1. You have to train for at least an hour, two or three times per week to ‘Get in Shape’

Not really.

Short, intense workouts can be just as effective.

In fact, many fitness professionals advocate workouts 30 minutes or less.

You can take this a step further –

Doing 4 minutes of exercise, twice a week, can improve markers of health & fitness significantly.

 

You can make drastic improvements in terms of health, fitness and body composition, with just 10 minutes of exercise per day.

The difficult part, is staying disciplined with your diet.

 

2. You Need Expensive Equipment to Build Muscle

Not true, in fact the trend at the moment, is functional, bodyweight exercise.

I personally like to use a door frame chin up bar, and some resistance bands – costing in total about £50.
These are not essential however, you can certainly make a start without them.

3. You Need Supplements to Look like the guys in the Magazines

Well, yea, kinda – you need lots of steroids, IGF-1 and HGH to look like the guys in the magazines and adverts.

That’s not me being cynical – ask any weightlifting veteran.

I’m not anti-supplements, but you need to ignore 90% of the claims and marketing jargon.  e.g. “peptide bonded” and “micellar” even “anabolic” are often used to imply something that people assume is beyond their understanding.

In case you are wondering:

Peptide Bonds – “…proteins are chains of amino acids held together by peptide bonds, as is the backbone of PNA.”
https://www.sciencedaily.com/terms/peptide_bond.htm

Micellar (a term often used to sell “Micellar Casein” protein powder”)
All casein protein is ‘micellar’, it means it basically clumps together in a ball, releasing amino acids/nitrogen, bit by bit until the ball dissolves
https://www.uoguelph.ca/foodscience/book-page/structure-casein-micelle

I wouldn’t recommend any supplements to begin with.

If you are looking to build muscle, there is plenty of research around creatine, and whey protein too. I’d recommend, researching and perhaps including these in your diet, after 2 months of weight training.

Whole foods are generally largely superior.  In fact, I would recommend a hemp smoothie instead of protein powder, but I’ve found that people just want to take supplements.  So, if you do, research whey protein and creatine.  But make sure 90% of your food, is actually food!

How much protein you need is an aggressively debated topic, which I’m not going to touch with yours (or with a bargepole).
-- -- --
## EXERCISE OBJECTIVE
Using the fitness myths text, explain in one to three sentences why the author advises ignoring words like "peptide bonded" and "micellar" in supplement marketing.

Extracted data entries
-- -- --
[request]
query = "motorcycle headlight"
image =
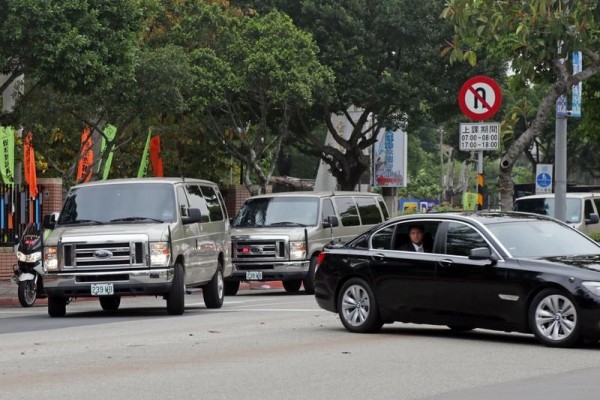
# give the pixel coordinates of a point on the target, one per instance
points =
(51, 258)
(593, 287)
(297, 250)
(160, 254)
(29, 258)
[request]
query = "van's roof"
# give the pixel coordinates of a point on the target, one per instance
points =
(171, 180)
(315, 194)
(572, 195)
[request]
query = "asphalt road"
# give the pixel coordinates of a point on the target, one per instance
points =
(267, 344)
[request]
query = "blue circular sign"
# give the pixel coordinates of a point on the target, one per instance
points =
(544, 179)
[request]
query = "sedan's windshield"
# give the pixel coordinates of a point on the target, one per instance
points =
(278, 211)
(542, 239)
(119, 203)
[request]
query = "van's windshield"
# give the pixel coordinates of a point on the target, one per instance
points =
(119, 203)
(278, 211)
(545, 206)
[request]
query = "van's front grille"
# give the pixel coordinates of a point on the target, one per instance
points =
(259, 250)
(122, 255)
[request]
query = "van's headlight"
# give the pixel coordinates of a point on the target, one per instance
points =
(593, 287)
(160, 254)
(297, 250)
(29, 258)
(51, 258)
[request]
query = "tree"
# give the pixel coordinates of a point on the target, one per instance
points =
(534, 36)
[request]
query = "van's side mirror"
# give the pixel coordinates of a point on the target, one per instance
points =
(49, 221)
(330, 222)
(193, 215)
(593, 219)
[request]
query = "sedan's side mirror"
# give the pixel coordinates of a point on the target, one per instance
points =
(593, 219)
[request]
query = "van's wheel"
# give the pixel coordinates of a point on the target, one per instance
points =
(110, 303)
(358, 308)
(231, 288)
(57, 306)
(214, 291)
(309, 281)
(27, 293)
(176, 295)
(292, 286)
(554, 319)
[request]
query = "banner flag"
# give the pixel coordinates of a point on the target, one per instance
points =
(29, 165)
(155, 156)
(110, 131)
(7, 154)
(144, 164)
(86, 158)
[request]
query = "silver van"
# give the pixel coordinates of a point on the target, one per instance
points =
(131, 237)
(582, 209)
(277, 237)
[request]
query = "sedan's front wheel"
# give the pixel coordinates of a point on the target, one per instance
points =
(358, 308)
(553, 319)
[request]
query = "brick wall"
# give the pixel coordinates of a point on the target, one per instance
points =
(52, 198)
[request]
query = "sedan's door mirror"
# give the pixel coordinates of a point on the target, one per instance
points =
(593, 219)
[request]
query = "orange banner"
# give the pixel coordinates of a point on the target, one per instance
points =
(155, 157)
(86, 159)
(29, 165)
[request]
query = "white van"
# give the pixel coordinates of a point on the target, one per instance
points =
(132, 237)
(582, 209)
(277, 237)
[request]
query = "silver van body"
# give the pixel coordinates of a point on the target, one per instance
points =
(129, 237)
(279, 236)
(582, 209)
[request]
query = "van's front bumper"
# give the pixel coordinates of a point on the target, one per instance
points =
(125, 283)
(276, 271)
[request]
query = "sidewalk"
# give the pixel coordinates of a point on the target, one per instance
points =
(9, 297)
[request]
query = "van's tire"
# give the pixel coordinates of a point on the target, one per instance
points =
(214, 291)
(309, 281)
(292, 285)
(176, 295)
(57, 306)
(231, 287)
(110, 303)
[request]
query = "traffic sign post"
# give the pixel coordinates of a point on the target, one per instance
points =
(480, 98)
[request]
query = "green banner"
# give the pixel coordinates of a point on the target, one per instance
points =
(7, 154)
(144, 164)
(110, 131)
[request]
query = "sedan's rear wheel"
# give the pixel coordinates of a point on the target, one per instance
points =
(358, 308)
(553, 319)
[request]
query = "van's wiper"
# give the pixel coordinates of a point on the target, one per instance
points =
(135, 219)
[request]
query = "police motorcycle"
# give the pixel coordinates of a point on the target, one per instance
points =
(29, 271)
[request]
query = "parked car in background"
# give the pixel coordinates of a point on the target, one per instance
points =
(131, 237)
(581, 213)
(503, 271)
(277, 237)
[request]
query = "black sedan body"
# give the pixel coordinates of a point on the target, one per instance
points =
(502, 271)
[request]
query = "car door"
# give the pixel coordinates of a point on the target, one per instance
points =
(469, 292)
(404, 281)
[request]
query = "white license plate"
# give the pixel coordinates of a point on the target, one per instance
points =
(102, 289)
(253, 275)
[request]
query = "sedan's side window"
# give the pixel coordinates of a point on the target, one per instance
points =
(461, 238)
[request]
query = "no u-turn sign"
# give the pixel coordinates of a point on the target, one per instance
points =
(480, 98)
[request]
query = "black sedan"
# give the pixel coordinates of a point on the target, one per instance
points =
(502, 271)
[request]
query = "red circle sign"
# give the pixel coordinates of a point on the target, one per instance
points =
(480, 98)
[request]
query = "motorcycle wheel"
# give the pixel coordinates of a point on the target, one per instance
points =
(27, 293)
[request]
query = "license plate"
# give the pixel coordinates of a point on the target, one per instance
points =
(102, 289)
(253, 275)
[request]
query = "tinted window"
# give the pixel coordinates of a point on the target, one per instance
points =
(348, 211)
(461, 238)
(197, 201)
(368, 210)
(212, 201)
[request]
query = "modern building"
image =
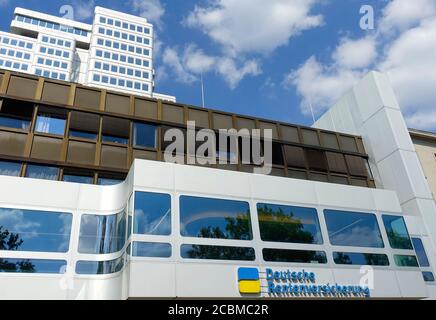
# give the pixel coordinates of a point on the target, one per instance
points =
(115, 52)
(425, 146)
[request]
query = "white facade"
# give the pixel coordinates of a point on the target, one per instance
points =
(114, 53)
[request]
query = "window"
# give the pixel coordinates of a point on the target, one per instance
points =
(288, 224)
(32, 266)
(361, 259)
(37, 231)
(152, 214)
(420, 252)
(192, 251)
(10, 168)
(294, 256)
(353, 229)
(102, 234)
(46, 123)
(100, 267)
(42, 172)
(144, 135)
(397, 232)
(405, 261)
(151, 250)
(215, 218)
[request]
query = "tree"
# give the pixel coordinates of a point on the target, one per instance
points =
(12, 242)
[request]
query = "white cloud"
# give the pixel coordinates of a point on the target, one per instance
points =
(83, 9)
(253, 26)
(408, 58)
(152, 10)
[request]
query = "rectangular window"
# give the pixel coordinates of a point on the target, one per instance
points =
(405, 261)
(215, 218)
(294, 256)
(193, 251)
(151, 250)
(353, 229)
(36, 231)
(46, 123)
(42, 172)
(288, 224)
(32, 266)
(152, 214)
(420, 252)
(100, 267)
(102, 234)
(362, 259)
(397, 232)
(12, 169)
(144, 135)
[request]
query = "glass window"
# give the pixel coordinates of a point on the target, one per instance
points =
(152, 214)
(10, 168)
(405, 261)
(102, 234)
(428, 276)
(193, 251)
(32, 266)
(151, 250)
(78, 179)
(288, 224)
(42, 172)
(353, 229)
(397, 232)
(215, 218)
(31, 230)
(144, 135)
(294, 256)
(420, 252)
(46, 123)
(362, 259)
(100, 267)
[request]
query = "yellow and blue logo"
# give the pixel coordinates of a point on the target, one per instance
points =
(248, 280)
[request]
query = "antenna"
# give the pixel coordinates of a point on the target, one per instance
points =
(202, 90)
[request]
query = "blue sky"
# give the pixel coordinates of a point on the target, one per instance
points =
(272, 59)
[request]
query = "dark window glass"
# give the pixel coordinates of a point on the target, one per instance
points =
(420, 252)
(42, 172)
(353, 229)
(78, 179)
(100, 267)
(405, 261)
(397, 232)
(144, 135)
(32, 266)
(10, 168)
(102, 234)
(294, 256)
(50, 124)
(152, 214)
(288, 224)
(151, 250)
(215, 218)
(193, 251)
(31, 230)
(428, 276)
(362, 259)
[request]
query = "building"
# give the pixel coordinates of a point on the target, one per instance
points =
(425, 145)
(115, 52)
(89, 209)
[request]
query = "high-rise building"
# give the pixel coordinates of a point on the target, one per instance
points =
(115, 52)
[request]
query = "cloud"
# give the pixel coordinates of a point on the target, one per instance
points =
(252, 26)
(83, 9)
(188, 64)
(407, 57)
(152, 10)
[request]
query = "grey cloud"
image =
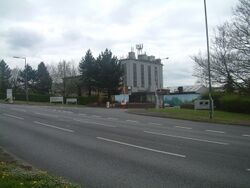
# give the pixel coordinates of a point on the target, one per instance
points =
(18, 38)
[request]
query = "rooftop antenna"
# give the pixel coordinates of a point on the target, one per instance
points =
(139, 48)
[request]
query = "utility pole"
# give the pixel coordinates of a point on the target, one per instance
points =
(64, 75)
(209, 71)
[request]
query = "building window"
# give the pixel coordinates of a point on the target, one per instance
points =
(124, 67)
(134, 75)
(149, 76)
(156, 77)
(142, 76)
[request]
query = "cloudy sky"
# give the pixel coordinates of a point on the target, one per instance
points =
(53, 30)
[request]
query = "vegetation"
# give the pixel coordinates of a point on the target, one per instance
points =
(202, 115)
(15, 175)
(231, 102)
(230, 53)
(5, 74)
(103, 74)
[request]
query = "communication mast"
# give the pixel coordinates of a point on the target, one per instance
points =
(139, 48)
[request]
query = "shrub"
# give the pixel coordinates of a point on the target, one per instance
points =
(230, 102)
(235, 103)
(32, 97)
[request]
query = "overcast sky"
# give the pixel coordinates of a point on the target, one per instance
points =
(53, 30)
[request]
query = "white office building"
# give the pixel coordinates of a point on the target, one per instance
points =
(142, 74)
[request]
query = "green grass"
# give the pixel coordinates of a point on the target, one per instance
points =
(203, 115)
(13, 174)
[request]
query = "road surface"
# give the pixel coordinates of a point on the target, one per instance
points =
(110, 148)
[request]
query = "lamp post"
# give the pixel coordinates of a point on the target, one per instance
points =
(209, 70)
(156, 94)
(25, 68)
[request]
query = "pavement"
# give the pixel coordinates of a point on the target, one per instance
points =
(99, 147)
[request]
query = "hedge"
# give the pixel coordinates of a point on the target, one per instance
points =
(231, 102)
(32, 97)
(83, 100)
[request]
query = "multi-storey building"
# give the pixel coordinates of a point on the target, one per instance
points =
(142, 74)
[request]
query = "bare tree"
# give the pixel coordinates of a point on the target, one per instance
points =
(59, 73)
(230, 52)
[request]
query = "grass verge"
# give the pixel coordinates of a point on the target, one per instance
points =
(201, 115)
(13, 174)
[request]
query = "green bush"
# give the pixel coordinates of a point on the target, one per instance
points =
(83, 100)
(230, 102)
(235, 103)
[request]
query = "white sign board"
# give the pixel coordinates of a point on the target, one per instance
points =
(201, 104)
(9, 95)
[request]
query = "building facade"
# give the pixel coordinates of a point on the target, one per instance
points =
(142, 74)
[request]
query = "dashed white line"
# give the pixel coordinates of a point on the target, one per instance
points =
(181, 127)
(214, 131)
(247, 135)
(132, 121)
(187, 138)
(96, 116)
(9, 115)
(44, 114)
(52, 126)
(154, 123)
(17, 109)
(110, 118)
(82, 114)
(91, 122)
(141, 147)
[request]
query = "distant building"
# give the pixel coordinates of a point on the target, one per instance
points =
(142, 74)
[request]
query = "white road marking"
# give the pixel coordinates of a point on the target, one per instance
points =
(181, 127)
(247, 135)
(82, 114)
(141, 147)
(91, 122)
(132, 121)
(95, 116)
(9, 115)
(154, 123)
(55, 127)
(187, 138)
(214, 131)
(112, 118)
(44, 114)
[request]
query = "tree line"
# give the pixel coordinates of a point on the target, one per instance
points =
(102, 75)
(230, 53)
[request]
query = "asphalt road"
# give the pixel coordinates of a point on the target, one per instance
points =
(111, 148)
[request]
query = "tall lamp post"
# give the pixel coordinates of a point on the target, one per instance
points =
(209, 70)
(25, 68)
(156, 94)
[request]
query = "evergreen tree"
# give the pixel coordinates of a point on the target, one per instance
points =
(43, 79)
(89, 71)
(5, 74)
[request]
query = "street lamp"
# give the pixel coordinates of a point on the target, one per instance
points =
(156, 94)
(209, 70)
(25, 68)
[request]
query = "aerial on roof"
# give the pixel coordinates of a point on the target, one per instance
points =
(193, 88)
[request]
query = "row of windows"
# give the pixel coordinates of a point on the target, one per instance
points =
(143, 76)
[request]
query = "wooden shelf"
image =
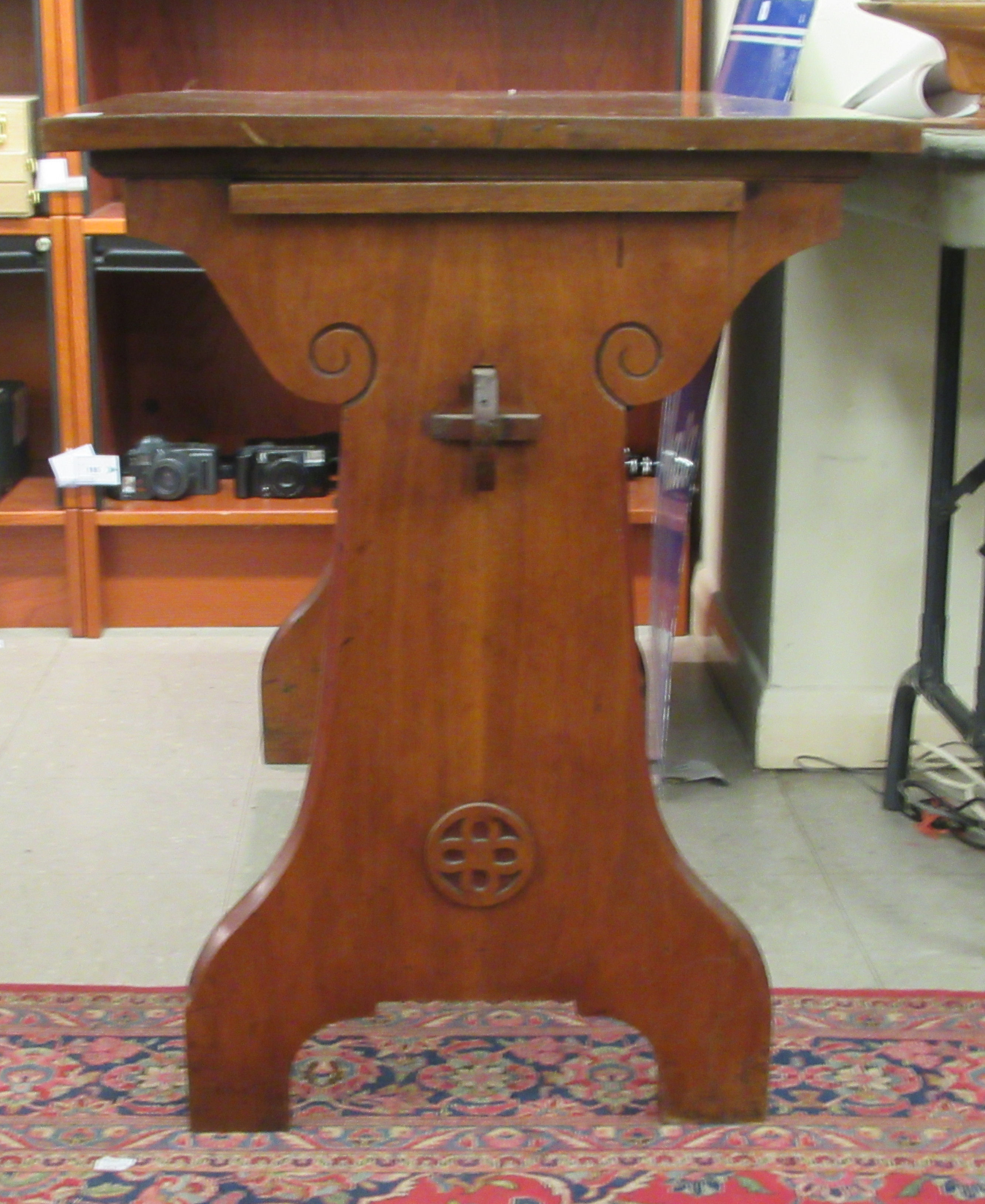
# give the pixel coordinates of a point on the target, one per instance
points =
(107, 219)
(32, 503)
(226, 510)
(221, 510)
(26, 226)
-- -- --
## SOLVED EXERCISE
These words are often used to suggest something people assume is beyond their understanding. The text's definitions show they are ordinary: proteins are chains of amino acids held together by peptide bonds, and all casein protein is "micellar," meaning it clumps into a ball that releases amino acids bit by bit until it dissolves.